> **Task brief**
Go to the line containing "the flower cluster" in the records below and retype from there through the final line, exactly.

> **Data for this task**
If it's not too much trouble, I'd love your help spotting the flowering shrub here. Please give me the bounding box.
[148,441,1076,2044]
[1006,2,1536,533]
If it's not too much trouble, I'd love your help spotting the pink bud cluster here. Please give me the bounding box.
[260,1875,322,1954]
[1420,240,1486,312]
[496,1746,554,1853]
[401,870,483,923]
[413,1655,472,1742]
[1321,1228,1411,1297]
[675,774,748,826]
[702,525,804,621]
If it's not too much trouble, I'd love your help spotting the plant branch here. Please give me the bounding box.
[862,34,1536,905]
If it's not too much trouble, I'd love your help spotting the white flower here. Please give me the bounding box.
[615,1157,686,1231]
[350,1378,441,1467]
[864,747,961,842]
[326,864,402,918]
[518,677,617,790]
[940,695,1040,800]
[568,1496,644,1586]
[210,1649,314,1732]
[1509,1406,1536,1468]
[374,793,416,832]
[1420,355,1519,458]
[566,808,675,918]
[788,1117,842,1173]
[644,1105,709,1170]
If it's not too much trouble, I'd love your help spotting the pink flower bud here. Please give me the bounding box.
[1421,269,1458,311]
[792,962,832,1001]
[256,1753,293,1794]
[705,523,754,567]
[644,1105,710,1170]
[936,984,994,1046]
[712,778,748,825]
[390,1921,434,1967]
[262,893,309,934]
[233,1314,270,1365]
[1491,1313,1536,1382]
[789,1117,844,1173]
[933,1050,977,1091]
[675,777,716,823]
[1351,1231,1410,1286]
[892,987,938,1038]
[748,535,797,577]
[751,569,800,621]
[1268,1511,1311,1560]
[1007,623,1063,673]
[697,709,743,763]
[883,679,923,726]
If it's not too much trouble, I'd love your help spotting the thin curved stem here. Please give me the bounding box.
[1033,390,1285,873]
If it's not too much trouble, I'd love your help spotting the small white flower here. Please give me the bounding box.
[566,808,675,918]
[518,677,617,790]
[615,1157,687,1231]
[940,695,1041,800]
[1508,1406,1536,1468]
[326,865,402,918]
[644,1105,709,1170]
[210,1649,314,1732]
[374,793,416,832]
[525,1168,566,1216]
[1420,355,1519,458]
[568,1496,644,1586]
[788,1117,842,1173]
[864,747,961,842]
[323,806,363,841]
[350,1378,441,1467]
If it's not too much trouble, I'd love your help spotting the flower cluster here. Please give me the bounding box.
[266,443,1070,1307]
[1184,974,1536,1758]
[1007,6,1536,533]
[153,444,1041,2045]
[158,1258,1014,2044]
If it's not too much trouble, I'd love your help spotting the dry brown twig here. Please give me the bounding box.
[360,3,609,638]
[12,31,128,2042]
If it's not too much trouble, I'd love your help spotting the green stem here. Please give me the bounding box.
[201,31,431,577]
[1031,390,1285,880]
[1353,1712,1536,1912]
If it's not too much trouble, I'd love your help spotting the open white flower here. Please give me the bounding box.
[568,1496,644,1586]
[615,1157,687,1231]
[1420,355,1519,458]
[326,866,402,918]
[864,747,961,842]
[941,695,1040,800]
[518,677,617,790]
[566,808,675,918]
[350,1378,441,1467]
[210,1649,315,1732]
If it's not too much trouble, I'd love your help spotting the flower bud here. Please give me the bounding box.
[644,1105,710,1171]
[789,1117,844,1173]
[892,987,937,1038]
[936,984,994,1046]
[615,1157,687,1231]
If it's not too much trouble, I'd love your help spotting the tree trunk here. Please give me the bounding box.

> **Response**
If it's not too much trouble, I'd love your help spotting the flower cluster here. Please give me the bounding box.
[266,443,1070,1307]
[1184,974,1536,1758]
[1007,6,1536,533]
[153,444,1041,2045]
[158,1258,1014,2044]
If it's not too much trouble, I'd love your help spotting the dry brown twig here. Please give me the bounding box.
[360,3,609,638]
[12,31,128,2042]
If it's not too much trouble, I'd love your help spotting the green stem here. Please give me the bounding box.
[201,31,431,577]
[1031,390,1285,880]
[1353,1712,1536,1912]
If it's not too much trouble, I'd love your help spotting the open white flower here. Please give me the bounding box.
[568,1496,644,1586]
[615,1157,687,1231]
[1420,355,1519,458]
[326,866,402,918]
[864,747,961,842]
[941,695,1040,800]
[518,677,617,790]
[566,808,675,918]
[350,1378,441,1467]
[210,1649,315,1732]
If it's not too much trouble, I'd love your help spotting the flower bud here. Please give me the bounding box.
[644,1105,710,1171]
[789,1117,844,1173]
[892,987,937,1038]
[936,984,994,1046]
[615,1157,687,1231]
If it's not too much trouble, I'd love your help spotting the tree trunk here. Please give me the bounding box.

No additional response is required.